Available data: Begin
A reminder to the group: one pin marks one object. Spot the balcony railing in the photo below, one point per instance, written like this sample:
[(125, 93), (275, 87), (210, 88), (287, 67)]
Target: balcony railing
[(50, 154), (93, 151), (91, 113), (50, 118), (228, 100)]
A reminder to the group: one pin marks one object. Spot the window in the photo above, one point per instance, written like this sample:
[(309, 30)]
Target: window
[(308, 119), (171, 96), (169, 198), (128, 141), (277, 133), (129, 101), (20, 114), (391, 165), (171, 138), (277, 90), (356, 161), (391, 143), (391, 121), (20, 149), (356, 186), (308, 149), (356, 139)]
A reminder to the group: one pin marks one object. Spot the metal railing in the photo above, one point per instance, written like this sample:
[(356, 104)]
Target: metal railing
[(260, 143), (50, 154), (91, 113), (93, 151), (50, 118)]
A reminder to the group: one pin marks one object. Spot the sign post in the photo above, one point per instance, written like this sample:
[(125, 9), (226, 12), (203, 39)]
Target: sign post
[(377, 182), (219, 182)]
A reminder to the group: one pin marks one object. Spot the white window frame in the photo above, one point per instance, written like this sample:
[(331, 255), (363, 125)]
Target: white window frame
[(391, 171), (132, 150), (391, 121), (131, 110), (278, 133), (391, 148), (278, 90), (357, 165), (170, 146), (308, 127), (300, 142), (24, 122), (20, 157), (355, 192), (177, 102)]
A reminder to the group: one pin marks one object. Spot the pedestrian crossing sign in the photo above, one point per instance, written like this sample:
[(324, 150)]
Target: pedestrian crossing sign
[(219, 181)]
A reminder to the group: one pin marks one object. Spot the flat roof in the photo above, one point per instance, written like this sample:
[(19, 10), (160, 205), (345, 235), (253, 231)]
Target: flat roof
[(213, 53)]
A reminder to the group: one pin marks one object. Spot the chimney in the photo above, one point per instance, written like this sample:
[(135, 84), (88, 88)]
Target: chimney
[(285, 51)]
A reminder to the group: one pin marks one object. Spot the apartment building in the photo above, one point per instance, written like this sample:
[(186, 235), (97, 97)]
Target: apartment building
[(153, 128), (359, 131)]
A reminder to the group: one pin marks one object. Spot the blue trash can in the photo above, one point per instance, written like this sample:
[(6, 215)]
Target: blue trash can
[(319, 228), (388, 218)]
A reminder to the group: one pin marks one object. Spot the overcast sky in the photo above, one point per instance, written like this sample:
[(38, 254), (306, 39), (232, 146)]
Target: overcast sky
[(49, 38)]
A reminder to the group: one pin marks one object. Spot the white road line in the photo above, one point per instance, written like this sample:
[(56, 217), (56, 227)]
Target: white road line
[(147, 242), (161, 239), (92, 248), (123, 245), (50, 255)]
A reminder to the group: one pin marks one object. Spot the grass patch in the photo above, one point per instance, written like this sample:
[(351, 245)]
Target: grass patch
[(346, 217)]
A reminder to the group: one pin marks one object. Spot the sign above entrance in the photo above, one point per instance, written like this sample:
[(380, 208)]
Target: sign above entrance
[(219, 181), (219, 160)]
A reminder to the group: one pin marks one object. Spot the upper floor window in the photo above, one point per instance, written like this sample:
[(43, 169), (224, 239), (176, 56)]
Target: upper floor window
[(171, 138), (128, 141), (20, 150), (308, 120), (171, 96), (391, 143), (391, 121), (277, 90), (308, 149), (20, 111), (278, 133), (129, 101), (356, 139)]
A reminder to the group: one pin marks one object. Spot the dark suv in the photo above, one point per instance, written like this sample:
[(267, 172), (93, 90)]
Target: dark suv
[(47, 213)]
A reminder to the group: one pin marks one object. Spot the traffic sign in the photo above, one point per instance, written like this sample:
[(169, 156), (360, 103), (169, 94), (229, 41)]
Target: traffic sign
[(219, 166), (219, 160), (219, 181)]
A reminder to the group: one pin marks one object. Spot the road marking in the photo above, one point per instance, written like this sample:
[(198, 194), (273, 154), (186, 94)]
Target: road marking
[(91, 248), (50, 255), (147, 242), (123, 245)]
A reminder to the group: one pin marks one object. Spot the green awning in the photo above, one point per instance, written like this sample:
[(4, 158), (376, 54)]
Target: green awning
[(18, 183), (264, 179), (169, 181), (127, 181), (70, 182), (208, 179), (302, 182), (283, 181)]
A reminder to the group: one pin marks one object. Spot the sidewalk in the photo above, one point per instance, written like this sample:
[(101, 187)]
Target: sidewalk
Available data: End
■ Problem description: Proceeding from the line containing "Spot the pedestrian" through the line containing "Spot the chimney", transcribe the lines above exactly, both end lines included.

■ Exercise output:
A reminder to the group: one pin marks one object. Spot the pedestrian crossing sign in the photo above, one point per instance, written like this sample:
[(324, 150)]
Target: pedestrian crossing sign
[(219, 181)]
A reminder to the group: one pin marks one object. Spot the flat roof in the photo above, one point per instance, written like this sample:
[(19, 10), (160, 205), (345, 235), (253, 231)]
Target: flat roof
[(213, 53)]
A reminder to the group: one pin marks one object. Spot the chimney in the photo above, one point per instance, written like this sample:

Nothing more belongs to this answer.